▶ _DOCUMENT SECTION_
* * * *

Chris: And if you want more access to different apps and things like that, you can always switch over to Android and become a full-time systems integrator…

James: Even they’ve got the same sort of problem in that, you know, Google have the Play Store and they monopolize that, and I know there are third-party stores on Android, but for the 99.9% of users, they’re never going to do anything even vaguely complex to sort of get around that.

Chris: Google seems to read absolutely everything that flows through its system, which includes gmail and things like that; privacy is disappearing, what do you have to say about the right to privacy?

* * * *

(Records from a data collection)
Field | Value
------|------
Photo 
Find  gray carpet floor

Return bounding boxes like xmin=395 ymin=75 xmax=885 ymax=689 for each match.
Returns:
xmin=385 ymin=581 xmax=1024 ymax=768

* * * *

▶ _GIVEN PROBLEM_
Translate this sentence from the interview excerpt on app stores and privacy into Spanish: "Google seems to read absolutely everything that flows through its system, which includes gmail and things like that; privacy is disappearing, what do you have to say about the right to privacy?"

▶ _SOLUTION FOR THIS PROBLEM_
Google parece leer absolutamente todo lo que circula por su sistema, lo que incluye gmail y cosas por el estilo; la privacidad está desapareciendo, ¿qué tiene que decir sobre el derecho a la privacidad?